**Data lines:**
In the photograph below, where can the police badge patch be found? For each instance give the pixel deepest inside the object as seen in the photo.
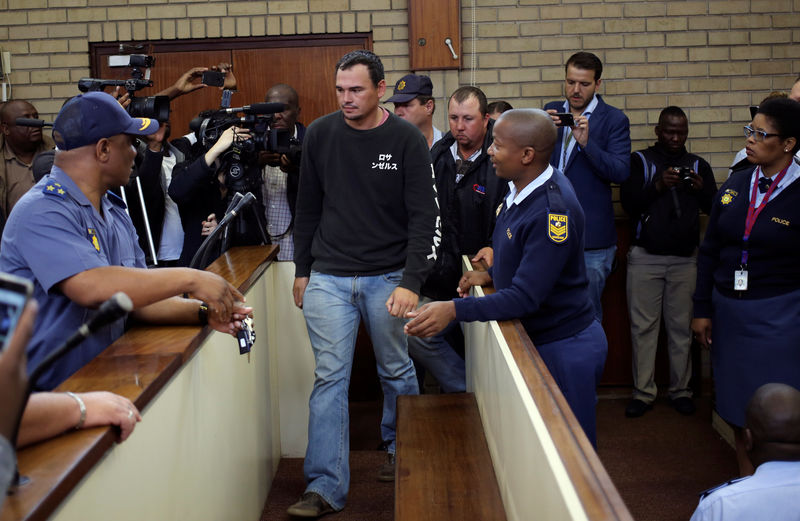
(93, 239)
(728, 196)
(557, 227)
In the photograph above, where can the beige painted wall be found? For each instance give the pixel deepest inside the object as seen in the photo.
(712, 57)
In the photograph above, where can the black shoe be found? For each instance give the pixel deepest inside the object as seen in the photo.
(684, 405)
(310, 504)
(386, 472)
(637, 408)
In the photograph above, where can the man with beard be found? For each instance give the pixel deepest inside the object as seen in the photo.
(663, 196)
(18, 147)
(282, 172)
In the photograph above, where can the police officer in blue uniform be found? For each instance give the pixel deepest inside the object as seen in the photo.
(539, 270)
(772, 436)
(75, 242)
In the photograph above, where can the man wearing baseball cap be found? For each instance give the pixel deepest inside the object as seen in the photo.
(73, 239)
(413, 101)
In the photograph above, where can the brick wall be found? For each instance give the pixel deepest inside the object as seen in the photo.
(711, 57)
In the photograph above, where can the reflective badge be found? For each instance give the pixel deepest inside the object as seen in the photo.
(53, 188)
(728, 196)
(557, 227)
(93, 238)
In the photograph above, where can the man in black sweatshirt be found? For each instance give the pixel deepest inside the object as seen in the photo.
(667, 189)
(366, 236)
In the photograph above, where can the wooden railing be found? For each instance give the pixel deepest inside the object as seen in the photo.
(545, 465)
(138, 366)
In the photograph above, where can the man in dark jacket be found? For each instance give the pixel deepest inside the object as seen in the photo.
(592, 160)
(469, 193)
(667, 189)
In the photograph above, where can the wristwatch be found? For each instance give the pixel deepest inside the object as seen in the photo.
(202, 313)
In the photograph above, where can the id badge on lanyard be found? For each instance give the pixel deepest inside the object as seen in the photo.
(740, 275)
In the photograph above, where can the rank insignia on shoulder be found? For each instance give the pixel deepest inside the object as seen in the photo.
(53, 188)
(728, 196)
(93, 238)
(557, 226)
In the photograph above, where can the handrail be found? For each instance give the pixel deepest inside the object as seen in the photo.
(138, 365)
(595, 490)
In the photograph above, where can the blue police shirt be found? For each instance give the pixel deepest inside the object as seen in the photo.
(770, 493)
(53, 233)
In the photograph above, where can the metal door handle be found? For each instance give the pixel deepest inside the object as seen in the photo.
(449, 43)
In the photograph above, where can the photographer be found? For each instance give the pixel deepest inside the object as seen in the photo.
(199, 188)
(282, 172)
(663, 196)
(156, 157)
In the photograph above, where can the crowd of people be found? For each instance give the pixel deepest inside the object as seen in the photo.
(376, 217)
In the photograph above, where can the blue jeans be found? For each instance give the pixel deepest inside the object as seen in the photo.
(598, 267)
(333, 307)
(436, 355)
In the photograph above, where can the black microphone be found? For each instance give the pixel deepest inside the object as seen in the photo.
(112, 309)
(30, 122)
(257, 108)
(248, 199)
(237, 203)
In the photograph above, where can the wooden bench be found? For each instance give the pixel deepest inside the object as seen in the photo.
(444, 470)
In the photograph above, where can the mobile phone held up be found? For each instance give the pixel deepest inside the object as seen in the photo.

**Required work:** Send back the data above word for word, with the pictures left out.

**Output for this task:**
In the photograph below, where can the police badge patch be found? For each instance give the pixel deepest inside the object as seen in the photo.
(93, 239)
(728, 196)
(557, 227)
In the photograph above, where can the beige painted wall be found? For each instance give the pixel deepest inside the object as seen in the photo.
(712, 57)
In the photograph above, where can the black shoe be found? For each instance give the pixel deepest inside the object as seen in the photo.
(684, 405)
(310, 504)
(386, 472)
(637, 408)
In the photograph above, where can the man with beard be found? For each instance give the pixel deepest inside the object as seen in the photo.
(663, 196)
(18, 147)
(282, 172)
In the photograph above, where can the police officer in blue uniform be found? For each instance give the pixel deepest inside the object as seen in the photo.
(539, 270)
(772, 436)
(75, 242)
In the photograph above, where can the man wearing baseball cap be found? For each instance give the pixel deepest inside the object as seen in the photo.
(73, 239)
(413, 101)
In the photograph above, where can the brick wall be found? For each instance give the pixel deepest inside the object as seen in the photo.
(711, 57)
In the photograph above, where can the reflective badge be found? For each instance give the pixel deepest inside the object as seen in the photo.
(53, 188)
(728, 196)
(557, 227)
(93, 238)
In the photograph above, where can the man in black sweatshirt be found? For each instance give the pixel deepest inside the object as seen in the photo.
(667, 189)
(366, 236)
In the photograph above, where can the wooden railing be found? For each instance give the pixel deepest inside the object as seen in the photo.
(545, 465)
(138, 366)
In the photograph above, where can the man in dark jacket be found? For each instance give the pixel deepest inside the object as seen in the photo.
(592, 160)
(469, 193)
(667, 189)
In the photograph above, where can the wristwatch be found? For each instance give the pixel deepest inside the object as seen in the photo.
(202, 313)
In the photograph above, where can the id badge on lanyard be found? For each instance give the pixel deepest inside the object as seen in the photo.
(740, 275)
In the photograph above, where can the rank insignia on shoulder be found? For each instance give the pixel deepest inside the object as seen in the photo.
(53, 188)
(728, 196)
(93, 238)
(557, 226)
In the photograph above, where can the handrail be found? For each instance give the pixel deepest inside the object as seen in the photo.
(138, 365)
(595, 490)
In the photograph above, where can the blue police shirt be found? For each instance give the pixel deepest inside the object as seen in the photo.
(770, 493)
(53, 233)
In the photograph above, where can the metal door handle be found? For each instance give the pixel deepest inside the object as seen in the photo.
(449, 43)
In the photograph above, where can the photographer be found? For each instance give the pixel deepest inside the object as seen in the photo.
(199, 188)
(282, 172)
(663, 196)
(156, 157)
In the photograph above, where can the crowd of people be found? For each instance give the pixel deepest inside the object as seen in the photo.
(376, 217)
In the photograph above, where can the blue jeans be found? For each instance give the pixel deepest inside the object as seen in the photo.
(598, 267)
(333, 307)
(436, 355)
In the photograph above, where can the black microphone be found? For each instance give the pixel deepest inside the object as seen in the photo.
(112, 309)
(30, 122)
(257, 108)
(248, 199)
(237, 203)
In the photograph above, where can the wooden bench be found? For each instance give the pixel deepest inside the object as seen in the photo.
(444, 470)
In the photograph above, where can the mobile phone held up be found? For each instance give the pixel deepest inside the object as seen in the photo.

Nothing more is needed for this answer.